● **Direction**
Exactly reproduce the lines beginning with the line that includes "Objective — for every instance of the white egg, place" and ending with the last line of the data.

Pointing and labeling entries:
• • • • • • •
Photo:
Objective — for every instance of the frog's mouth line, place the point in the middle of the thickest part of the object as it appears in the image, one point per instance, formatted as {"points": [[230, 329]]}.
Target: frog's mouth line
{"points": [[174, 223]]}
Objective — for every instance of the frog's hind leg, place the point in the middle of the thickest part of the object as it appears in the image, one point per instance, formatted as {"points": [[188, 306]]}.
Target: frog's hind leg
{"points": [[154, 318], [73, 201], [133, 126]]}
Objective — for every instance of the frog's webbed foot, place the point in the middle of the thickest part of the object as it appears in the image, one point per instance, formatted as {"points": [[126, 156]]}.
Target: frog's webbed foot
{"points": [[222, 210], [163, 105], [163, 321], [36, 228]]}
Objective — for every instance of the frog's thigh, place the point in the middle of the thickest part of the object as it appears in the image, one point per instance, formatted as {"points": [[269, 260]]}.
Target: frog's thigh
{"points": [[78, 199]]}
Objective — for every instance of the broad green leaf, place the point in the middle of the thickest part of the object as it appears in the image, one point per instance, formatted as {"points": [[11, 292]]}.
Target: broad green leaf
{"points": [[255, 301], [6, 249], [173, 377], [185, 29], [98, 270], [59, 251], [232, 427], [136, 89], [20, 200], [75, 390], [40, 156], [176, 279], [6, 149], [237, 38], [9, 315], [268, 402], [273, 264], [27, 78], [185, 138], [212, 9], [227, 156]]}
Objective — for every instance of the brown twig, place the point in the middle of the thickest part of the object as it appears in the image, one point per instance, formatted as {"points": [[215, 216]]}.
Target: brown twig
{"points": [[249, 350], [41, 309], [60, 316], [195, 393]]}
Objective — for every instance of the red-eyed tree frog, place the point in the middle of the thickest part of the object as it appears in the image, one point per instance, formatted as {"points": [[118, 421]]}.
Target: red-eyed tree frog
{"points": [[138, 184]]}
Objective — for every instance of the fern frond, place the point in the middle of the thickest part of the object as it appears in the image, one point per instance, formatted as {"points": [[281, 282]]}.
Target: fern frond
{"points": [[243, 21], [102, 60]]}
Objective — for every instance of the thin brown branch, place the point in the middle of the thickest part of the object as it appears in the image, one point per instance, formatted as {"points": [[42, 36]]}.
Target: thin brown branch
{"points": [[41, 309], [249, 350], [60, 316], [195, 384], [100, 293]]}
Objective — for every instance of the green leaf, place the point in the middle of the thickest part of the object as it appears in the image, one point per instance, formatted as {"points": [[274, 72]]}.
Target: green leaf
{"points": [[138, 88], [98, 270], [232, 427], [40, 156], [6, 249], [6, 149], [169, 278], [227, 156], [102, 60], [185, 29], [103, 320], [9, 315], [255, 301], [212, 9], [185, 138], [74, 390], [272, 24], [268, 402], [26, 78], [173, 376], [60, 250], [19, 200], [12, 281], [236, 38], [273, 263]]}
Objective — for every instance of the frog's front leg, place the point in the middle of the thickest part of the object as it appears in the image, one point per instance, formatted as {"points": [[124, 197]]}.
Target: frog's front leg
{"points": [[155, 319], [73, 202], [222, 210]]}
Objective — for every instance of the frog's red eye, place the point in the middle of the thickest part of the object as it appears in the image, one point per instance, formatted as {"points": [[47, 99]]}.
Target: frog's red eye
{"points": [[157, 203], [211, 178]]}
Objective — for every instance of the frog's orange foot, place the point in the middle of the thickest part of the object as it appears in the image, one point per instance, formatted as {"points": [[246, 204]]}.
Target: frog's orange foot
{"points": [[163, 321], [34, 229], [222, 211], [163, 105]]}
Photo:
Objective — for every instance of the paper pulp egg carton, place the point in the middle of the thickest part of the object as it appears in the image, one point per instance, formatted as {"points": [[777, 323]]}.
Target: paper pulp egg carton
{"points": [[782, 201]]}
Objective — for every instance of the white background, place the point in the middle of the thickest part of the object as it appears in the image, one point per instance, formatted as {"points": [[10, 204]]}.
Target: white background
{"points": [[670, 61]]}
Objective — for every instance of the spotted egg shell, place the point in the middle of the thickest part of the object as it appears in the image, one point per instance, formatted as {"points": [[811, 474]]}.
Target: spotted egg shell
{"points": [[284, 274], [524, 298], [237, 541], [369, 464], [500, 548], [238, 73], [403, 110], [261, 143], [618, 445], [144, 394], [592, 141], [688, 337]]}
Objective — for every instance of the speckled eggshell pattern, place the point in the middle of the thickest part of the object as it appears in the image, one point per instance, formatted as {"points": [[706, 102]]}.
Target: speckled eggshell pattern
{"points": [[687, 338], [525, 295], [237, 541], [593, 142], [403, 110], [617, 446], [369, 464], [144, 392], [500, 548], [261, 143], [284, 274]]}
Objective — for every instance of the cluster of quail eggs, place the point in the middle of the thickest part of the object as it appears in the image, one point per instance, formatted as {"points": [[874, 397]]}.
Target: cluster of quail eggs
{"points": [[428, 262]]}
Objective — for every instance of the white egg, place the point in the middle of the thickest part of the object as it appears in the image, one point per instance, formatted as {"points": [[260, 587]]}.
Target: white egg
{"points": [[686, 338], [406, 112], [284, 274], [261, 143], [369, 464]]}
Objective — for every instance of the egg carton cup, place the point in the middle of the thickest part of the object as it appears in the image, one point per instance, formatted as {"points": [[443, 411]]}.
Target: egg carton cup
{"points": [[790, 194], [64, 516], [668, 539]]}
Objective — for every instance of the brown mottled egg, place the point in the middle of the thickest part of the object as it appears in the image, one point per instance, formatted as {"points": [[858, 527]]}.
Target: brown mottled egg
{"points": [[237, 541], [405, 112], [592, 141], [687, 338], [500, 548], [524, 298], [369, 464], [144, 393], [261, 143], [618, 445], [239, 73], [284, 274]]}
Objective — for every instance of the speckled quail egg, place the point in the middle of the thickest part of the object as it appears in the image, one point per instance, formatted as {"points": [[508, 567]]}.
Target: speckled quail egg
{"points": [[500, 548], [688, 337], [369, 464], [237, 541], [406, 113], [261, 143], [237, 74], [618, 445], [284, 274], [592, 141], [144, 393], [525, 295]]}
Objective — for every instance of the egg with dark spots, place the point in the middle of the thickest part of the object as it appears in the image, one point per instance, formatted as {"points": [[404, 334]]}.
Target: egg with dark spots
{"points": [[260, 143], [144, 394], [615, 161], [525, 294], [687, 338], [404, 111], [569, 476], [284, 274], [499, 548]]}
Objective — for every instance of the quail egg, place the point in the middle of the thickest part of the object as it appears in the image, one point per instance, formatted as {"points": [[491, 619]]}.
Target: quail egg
• • • • • • •
● **Reply to the exercise**
Objective — for every instance of the white egg, place the point in the middle of the thickest part of the object as it appears in the image, one point per instance, formatted as {"points": [[260, 587]]}.
Target: white egg
{"points": [[686, 338], [406, 112], [284, 274], [261, 143], [369, 464]]}
Objective — for every instance of the egg carton cup, place the point in the middle of the thickest part of the object as it appears in the image, one point per instance, formatted as {"points": [[443, 411]]}.
Target: egg carton cup
{"points": [[790, 194], [64, 516], [668, 539]]}
Objective — for every instance of the brown mottled egg, place the point in the middle of the thickest part of the object as it appears in the image, one point per instance, formatted as {"points": [[858, 527]]}.
Target: brown mottled egg
{"points": [[237, 541], [405, 112], [592, 141], [687, 338], [500, 548], [524, 298], [369, 464], [144, 393], [261, 143], [618, 445], [239, 73], [284, 274]]}
Objective — for every instance of the speckled quail egg, place the point in the middle of the thickest part of the object as it appears in the image, one point per instance, formatted as {"points": [[508, 567]]}.
Target: speckled quail egg
{"points": [[500, 548], [688, 337], [369, 464], [237, 541], [406, 113], [261, 143], [237, 74], [618, 445], [284, 274], [592, 141], [144, 393], [525, 295]]}
Objective — for every instance of the egg with dark spots, place the point in the middle of the thickest part of the object as it appears in the image, one point per instance, formatted as {"points": [[404, 334]]}.
Target: egg with dark spots
{"points": [[260, 143], [144, 394], [615, 161], [525, 294], [687, 338], [404, 111], [569, 476], [284, 274], [499, 548]]}
Objective — for every instance of the quail egg, place the point in the middle of the thickest part of the object as it appears in the image, one point per instance, formatted as {"points": [[491, 619]]}.
Target: quail egg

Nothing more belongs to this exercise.